WHAT IS BEING ASKED: In the militia text below, which article, section, and clause of the Constitution is cited for giving Congress the duty of organizing, arming, and disciplining each state's militia?

PAGE TEXT:
▬▬▬▬▬▬▬▬▬▬
Protect the country against all enemies both domestic and foreign, and
“to suppress Insurrections and repel Invasions”.
The US Constitution guarantees to each state its own “Republican form of government”. It is every state's Militia that is the ONLY Constitutionally assigned force to “counter Invasions” and “Domestic Violence” within our nation.
The forefathers wouldn't put the militia under federal control as there was always a chance that those in office would turn traitorous against the people. They already had learned, and history taught – then and now, that people in places of power could not be trusted. So they broke it up; the people ARE the militia and would keep the best interests of the people themselves at the forefront of all decisions made. Then they assigned the duty of organizing, arming, and disciplining each state's militia to the federal congress; and to each state the appointment of their Militia's officers and their training; all under Article I, Section. 8, Clause 16:
“To provide for organizing, ARMING, and disciplining, the Militia, and for governing such Part of them as may be employed in the Service of the United States, reserving to the States respectively, the Appointment of the Officers, and the Authority of training the Militia according to the discipline prescribed by Congress”.
▬▬▬▬▬▬▬▬▬▬
MATERIAL:
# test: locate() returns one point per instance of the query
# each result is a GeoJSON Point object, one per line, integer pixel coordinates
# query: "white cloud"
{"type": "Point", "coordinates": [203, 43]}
▬▬▬▬▬▬▬▬▬▬
RESULT OF THIS TASK: Article I, Section 8, Clause 16